Brief -
Reproduce word for word the stretch of lines below from the line containing "the white shed" through the line containing "point(307, 581)", including both of those lines.

— START —

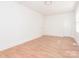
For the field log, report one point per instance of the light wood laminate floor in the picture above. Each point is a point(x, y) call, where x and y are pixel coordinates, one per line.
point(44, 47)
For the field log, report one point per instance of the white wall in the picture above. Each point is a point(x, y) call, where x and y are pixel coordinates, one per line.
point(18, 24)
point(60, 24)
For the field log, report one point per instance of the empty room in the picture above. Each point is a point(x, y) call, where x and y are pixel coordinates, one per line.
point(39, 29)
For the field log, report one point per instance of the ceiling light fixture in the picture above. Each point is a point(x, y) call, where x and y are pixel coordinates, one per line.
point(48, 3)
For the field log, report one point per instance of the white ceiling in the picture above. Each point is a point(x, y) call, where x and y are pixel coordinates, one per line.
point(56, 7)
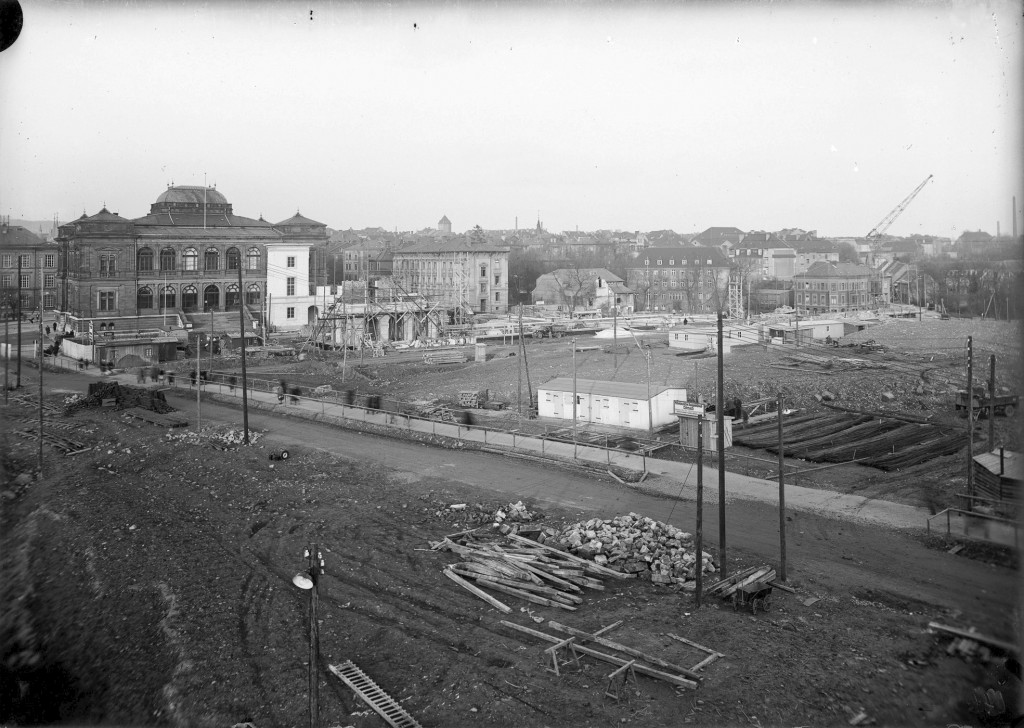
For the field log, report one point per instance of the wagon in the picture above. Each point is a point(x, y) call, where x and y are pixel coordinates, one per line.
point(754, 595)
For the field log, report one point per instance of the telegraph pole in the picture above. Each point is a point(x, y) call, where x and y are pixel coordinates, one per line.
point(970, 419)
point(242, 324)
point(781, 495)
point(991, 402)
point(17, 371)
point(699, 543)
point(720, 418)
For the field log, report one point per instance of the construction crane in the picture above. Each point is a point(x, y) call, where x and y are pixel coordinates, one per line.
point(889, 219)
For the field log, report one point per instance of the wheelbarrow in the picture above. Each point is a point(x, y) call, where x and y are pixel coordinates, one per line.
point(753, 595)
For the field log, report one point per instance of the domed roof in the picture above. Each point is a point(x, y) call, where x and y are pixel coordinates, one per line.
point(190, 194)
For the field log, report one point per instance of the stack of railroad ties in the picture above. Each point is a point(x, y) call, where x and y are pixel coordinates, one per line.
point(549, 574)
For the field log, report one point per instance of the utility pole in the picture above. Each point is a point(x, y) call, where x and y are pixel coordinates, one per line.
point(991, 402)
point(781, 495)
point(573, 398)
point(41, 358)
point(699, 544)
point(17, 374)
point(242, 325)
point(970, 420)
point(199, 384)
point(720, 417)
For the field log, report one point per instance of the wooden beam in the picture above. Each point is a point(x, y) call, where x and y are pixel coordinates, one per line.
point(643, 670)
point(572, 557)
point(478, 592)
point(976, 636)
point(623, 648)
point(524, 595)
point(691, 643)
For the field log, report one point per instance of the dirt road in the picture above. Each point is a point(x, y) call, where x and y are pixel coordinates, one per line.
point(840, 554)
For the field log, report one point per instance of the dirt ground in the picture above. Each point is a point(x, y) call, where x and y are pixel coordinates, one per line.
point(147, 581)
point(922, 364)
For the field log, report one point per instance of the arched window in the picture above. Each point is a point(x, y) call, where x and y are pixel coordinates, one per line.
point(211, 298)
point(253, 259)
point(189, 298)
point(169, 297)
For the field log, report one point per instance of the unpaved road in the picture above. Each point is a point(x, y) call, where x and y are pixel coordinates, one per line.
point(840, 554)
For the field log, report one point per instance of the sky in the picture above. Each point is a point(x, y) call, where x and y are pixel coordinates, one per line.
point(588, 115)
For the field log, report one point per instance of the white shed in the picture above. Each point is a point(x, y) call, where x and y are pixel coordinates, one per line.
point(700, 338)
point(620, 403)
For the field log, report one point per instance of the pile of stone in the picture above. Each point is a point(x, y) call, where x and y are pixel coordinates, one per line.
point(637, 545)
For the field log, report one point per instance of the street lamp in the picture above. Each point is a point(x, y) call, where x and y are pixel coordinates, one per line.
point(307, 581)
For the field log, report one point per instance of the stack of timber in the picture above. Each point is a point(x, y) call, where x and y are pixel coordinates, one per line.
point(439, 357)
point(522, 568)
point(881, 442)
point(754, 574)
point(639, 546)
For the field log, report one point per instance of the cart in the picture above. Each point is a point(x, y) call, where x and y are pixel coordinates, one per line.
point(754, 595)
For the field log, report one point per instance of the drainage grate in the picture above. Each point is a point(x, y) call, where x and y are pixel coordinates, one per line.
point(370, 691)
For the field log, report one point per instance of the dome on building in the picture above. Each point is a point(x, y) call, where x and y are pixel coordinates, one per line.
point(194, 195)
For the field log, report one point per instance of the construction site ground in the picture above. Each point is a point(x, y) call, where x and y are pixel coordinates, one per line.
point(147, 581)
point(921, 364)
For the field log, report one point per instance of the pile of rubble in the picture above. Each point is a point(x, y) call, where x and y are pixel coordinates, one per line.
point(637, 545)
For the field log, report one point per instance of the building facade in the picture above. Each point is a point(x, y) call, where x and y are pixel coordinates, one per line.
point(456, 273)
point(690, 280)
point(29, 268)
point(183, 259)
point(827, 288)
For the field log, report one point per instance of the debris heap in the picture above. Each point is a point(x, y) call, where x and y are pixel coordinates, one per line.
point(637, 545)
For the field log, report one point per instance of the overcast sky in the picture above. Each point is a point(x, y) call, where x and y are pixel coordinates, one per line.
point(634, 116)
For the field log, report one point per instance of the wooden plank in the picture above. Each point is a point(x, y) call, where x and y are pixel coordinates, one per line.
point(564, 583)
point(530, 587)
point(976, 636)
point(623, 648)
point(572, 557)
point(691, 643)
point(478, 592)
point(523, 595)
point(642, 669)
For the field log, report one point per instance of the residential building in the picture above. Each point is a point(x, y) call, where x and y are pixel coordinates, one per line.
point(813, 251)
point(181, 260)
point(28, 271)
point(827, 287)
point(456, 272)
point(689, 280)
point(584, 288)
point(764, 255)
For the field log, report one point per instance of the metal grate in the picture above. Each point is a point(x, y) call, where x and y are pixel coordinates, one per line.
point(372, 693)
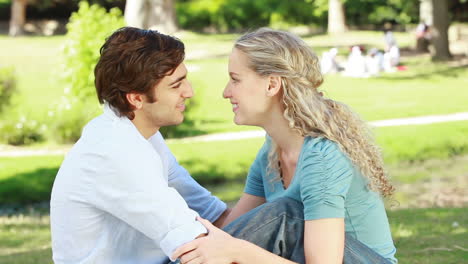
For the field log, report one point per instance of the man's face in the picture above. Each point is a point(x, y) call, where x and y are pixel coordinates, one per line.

— END —

Result for this exercise -
For the field log, report one point per instance of the white shed in the picture above. Each point is a point(x, y) call, where x and y are pixel coordinates, one per line.
point(700, 338)
point(620, 403)
For the field log, report one point per instance of the pile of stone in the picture above. Each point is a point(x, y) call, where x and y are pixel coordinates, one per line.
point(637, 545)
For the field log, report one point per instance of the street lamp in the picture above. Each point is a point(x, y) call, where x and y are pixel coordinates, one per line.
point(307, 581)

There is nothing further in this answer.